(Saved entries)
◆ ◆ ◆ ◆ ◆ ◆ ◆

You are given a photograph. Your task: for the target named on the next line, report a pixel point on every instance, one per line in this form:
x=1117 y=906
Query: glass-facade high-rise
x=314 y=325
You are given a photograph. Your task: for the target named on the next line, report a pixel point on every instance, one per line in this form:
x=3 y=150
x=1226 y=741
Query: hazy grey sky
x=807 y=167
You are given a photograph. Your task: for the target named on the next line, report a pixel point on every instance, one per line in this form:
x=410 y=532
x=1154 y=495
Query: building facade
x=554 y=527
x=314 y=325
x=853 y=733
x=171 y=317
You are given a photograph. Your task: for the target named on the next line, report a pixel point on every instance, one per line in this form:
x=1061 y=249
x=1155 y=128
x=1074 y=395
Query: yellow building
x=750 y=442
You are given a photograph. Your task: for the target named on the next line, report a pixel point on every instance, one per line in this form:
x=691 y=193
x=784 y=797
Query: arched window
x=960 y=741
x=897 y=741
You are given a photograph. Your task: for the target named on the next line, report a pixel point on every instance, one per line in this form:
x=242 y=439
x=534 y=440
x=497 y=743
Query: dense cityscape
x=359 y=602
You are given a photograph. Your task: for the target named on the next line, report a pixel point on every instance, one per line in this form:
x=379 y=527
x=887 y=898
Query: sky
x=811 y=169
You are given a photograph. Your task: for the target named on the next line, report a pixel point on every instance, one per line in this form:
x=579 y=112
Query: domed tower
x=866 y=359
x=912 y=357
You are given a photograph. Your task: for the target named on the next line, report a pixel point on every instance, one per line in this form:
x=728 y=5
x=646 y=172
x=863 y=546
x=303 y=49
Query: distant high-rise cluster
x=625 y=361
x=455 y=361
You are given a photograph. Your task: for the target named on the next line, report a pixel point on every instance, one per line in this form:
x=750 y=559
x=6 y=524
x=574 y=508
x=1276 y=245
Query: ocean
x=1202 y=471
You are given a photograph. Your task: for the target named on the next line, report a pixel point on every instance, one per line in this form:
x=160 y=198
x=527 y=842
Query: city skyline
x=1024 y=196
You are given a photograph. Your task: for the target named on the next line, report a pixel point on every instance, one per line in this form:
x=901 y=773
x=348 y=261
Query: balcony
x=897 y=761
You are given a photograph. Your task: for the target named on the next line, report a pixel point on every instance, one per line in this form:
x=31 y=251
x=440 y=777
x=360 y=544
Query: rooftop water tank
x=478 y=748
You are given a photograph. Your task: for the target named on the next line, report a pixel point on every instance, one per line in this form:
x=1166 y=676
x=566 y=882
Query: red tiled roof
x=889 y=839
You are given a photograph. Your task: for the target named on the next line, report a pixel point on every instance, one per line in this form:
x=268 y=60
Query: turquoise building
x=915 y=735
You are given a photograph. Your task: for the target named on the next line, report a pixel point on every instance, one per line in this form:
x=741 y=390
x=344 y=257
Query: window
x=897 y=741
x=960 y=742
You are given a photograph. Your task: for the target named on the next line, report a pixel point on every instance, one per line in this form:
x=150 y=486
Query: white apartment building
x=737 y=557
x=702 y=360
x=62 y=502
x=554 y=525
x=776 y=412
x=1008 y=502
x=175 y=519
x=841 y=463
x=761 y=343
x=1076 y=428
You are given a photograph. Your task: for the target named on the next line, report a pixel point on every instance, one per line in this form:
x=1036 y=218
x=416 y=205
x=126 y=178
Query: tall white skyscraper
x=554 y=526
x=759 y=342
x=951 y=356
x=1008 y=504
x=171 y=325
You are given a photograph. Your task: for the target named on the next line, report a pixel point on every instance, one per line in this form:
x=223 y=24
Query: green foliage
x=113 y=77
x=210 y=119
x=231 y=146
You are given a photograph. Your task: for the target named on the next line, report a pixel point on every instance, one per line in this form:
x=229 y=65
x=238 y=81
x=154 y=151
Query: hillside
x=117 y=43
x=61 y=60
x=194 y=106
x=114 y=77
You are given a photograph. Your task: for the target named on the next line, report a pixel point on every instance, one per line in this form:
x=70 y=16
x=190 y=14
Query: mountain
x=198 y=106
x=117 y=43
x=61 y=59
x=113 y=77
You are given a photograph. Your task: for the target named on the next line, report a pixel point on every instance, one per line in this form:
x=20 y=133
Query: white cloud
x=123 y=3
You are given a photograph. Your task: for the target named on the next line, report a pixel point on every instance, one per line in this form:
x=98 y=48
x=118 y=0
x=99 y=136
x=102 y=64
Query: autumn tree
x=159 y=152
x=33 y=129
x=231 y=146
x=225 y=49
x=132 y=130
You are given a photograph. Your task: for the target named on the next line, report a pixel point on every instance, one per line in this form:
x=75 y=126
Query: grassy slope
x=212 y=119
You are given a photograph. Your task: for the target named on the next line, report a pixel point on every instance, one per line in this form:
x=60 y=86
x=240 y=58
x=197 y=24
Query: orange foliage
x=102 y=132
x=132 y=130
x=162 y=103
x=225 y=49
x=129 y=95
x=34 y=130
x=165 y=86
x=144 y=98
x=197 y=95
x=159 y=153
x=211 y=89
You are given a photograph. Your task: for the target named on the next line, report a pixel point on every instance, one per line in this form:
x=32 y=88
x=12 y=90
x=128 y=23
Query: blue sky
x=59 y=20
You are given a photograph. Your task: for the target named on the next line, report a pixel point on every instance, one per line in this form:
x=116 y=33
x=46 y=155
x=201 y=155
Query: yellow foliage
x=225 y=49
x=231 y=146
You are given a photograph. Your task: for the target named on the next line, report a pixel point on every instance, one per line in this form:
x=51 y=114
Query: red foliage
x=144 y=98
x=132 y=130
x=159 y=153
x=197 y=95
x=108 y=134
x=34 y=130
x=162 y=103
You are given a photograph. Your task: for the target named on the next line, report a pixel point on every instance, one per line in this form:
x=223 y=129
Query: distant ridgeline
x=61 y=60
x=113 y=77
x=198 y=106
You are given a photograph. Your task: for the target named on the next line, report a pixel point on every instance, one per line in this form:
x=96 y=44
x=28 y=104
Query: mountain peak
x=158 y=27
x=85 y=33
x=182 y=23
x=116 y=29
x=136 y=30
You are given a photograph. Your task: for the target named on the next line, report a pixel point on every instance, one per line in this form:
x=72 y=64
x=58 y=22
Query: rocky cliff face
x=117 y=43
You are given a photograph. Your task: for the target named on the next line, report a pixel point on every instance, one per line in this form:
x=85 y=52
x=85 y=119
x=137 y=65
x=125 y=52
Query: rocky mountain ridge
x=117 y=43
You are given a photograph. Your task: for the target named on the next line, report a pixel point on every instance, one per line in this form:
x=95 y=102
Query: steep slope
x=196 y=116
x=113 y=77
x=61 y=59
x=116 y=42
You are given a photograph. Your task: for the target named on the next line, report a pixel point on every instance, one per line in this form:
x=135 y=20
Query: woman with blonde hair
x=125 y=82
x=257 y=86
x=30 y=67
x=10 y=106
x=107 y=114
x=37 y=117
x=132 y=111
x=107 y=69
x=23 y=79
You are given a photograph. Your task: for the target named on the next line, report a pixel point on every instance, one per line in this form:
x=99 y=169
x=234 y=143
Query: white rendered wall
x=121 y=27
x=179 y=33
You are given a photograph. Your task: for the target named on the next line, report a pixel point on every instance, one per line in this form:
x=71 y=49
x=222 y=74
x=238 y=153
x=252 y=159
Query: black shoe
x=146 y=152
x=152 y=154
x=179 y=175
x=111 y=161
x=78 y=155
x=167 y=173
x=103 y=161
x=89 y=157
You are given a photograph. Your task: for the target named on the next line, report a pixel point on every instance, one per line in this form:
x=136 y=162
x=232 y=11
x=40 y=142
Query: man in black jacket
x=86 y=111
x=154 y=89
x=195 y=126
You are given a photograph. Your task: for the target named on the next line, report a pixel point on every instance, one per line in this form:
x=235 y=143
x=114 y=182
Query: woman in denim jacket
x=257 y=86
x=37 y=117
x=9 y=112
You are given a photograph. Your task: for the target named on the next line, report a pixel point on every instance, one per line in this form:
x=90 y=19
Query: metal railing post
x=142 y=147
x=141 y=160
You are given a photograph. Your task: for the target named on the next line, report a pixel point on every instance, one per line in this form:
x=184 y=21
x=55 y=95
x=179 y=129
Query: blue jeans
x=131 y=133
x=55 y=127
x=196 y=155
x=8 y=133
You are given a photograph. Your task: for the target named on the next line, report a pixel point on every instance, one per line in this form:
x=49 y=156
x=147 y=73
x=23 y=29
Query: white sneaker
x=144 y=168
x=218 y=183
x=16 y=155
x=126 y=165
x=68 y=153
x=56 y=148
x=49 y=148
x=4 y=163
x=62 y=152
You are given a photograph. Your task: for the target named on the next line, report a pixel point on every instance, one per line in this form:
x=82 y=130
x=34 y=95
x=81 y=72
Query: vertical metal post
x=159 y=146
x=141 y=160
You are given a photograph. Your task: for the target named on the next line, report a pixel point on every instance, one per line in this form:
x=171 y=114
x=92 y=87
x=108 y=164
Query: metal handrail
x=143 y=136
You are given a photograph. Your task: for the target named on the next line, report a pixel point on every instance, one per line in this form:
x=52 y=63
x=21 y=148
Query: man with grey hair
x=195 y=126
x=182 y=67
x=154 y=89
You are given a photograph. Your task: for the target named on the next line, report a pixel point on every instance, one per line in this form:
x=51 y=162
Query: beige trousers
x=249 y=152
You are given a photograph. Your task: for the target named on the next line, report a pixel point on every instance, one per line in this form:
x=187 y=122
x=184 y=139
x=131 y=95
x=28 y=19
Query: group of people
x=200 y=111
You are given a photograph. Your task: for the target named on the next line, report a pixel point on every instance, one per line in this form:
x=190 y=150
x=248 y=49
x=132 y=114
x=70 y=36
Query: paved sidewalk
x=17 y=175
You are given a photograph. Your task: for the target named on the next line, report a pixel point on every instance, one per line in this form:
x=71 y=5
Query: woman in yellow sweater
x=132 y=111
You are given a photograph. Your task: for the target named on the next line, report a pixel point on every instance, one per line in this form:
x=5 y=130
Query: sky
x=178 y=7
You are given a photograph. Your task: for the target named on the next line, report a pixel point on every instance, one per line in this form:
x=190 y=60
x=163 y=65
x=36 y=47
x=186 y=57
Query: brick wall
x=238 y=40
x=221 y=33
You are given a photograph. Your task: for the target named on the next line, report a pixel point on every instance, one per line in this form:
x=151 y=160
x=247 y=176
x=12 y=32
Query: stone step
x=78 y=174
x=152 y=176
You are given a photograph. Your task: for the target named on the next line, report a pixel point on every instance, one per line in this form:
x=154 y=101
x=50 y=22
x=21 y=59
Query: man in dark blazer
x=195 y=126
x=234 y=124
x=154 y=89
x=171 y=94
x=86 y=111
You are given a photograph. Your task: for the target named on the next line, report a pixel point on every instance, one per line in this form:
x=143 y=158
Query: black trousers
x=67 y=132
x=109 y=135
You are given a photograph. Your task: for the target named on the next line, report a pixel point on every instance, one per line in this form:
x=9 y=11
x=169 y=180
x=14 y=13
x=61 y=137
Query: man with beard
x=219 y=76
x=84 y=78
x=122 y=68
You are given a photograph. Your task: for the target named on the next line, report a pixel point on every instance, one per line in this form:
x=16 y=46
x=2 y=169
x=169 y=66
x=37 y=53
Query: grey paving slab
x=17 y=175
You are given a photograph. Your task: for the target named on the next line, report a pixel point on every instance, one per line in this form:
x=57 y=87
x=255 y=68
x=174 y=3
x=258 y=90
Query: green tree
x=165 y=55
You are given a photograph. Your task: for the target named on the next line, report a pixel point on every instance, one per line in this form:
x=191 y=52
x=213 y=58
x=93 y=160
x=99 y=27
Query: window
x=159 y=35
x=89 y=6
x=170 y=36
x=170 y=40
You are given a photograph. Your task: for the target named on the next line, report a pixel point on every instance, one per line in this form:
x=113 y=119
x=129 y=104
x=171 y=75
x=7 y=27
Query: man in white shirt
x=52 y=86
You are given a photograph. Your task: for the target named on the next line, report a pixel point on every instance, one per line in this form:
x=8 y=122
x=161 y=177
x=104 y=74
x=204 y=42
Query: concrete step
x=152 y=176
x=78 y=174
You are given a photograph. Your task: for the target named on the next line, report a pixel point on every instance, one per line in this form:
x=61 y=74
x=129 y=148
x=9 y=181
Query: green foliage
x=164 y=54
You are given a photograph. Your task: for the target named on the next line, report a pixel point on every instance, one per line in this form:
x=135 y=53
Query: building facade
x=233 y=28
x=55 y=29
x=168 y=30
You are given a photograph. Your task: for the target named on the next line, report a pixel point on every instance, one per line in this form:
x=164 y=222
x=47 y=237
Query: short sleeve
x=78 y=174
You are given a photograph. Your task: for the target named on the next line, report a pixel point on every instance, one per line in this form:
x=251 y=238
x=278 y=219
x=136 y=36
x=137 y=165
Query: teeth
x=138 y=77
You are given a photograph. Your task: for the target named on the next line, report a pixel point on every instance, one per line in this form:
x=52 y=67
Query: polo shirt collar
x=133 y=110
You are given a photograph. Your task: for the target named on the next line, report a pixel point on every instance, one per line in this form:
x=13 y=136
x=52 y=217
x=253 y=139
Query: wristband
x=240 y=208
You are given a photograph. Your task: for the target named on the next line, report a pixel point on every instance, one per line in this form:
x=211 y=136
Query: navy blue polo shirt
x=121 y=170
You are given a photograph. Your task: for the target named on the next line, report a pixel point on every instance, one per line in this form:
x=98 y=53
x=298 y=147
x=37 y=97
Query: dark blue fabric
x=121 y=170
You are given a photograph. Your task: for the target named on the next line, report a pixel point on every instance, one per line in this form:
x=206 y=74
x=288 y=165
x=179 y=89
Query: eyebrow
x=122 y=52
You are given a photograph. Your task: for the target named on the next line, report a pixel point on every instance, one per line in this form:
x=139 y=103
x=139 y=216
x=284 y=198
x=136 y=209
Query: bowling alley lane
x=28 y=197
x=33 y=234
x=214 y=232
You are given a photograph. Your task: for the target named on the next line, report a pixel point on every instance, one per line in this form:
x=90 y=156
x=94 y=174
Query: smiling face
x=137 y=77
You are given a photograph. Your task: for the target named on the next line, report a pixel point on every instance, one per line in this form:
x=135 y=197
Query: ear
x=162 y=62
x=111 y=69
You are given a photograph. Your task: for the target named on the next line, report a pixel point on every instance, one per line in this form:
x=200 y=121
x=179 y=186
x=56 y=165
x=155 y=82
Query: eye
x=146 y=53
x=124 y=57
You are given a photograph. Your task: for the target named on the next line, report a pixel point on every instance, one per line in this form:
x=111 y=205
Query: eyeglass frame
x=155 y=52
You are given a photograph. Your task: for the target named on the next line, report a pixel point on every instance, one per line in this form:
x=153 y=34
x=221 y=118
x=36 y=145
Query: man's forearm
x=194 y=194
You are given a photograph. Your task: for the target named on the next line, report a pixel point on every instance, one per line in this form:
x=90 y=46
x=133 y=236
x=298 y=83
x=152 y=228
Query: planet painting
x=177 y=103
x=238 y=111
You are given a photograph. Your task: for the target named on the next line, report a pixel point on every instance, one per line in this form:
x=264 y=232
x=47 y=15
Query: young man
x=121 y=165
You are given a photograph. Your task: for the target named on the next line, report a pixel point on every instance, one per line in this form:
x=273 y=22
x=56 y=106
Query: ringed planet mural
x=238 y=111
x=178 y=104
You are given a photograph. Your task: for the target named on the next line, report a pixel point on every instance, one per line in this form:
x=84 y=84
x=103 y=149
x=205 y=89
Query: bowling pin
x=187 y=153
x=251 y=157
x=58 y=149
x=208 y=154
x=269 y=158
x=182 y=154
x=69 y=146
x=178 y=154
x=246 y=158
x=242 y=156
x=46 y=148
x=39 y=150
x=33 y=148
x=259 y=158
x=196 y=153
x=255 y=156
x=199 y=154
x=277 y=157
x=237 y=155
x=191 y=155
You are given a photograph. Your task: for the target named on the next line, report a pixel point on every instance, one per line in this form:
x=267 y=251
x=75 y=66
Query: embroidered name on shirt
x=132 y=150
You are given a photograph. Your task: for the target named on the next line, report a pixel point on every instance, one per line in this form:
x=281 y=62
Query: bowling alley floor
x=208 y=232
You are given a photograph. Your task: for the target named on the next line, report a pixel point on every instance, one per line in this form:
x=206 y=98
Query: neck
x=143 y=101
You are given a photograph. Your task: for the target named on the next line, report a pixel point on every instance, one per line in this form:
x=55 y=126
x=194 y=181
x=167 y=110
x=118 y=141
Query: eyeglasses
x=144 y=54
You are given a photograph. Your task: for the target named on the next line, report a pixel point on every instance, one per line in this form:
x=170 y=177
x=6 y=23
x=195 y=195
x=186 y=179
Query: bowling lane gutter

◆ ◆ ◆ ◆ ◆ ◆ ◆

Exercise brief: In the entries, find the line containing "x=118 y=141" and output it and all remaining lines exactly.

Written response:
x=118 y=141
Query: eyeglasses
x=144 y=54
You are given a photograph. Your task: for the target named on the next line, report a pixel point on every instance, one per line in this form:
x=170 y=177
x=6 y=23
x=195 y=195
x=186 y=179
Query: bowling lane gutter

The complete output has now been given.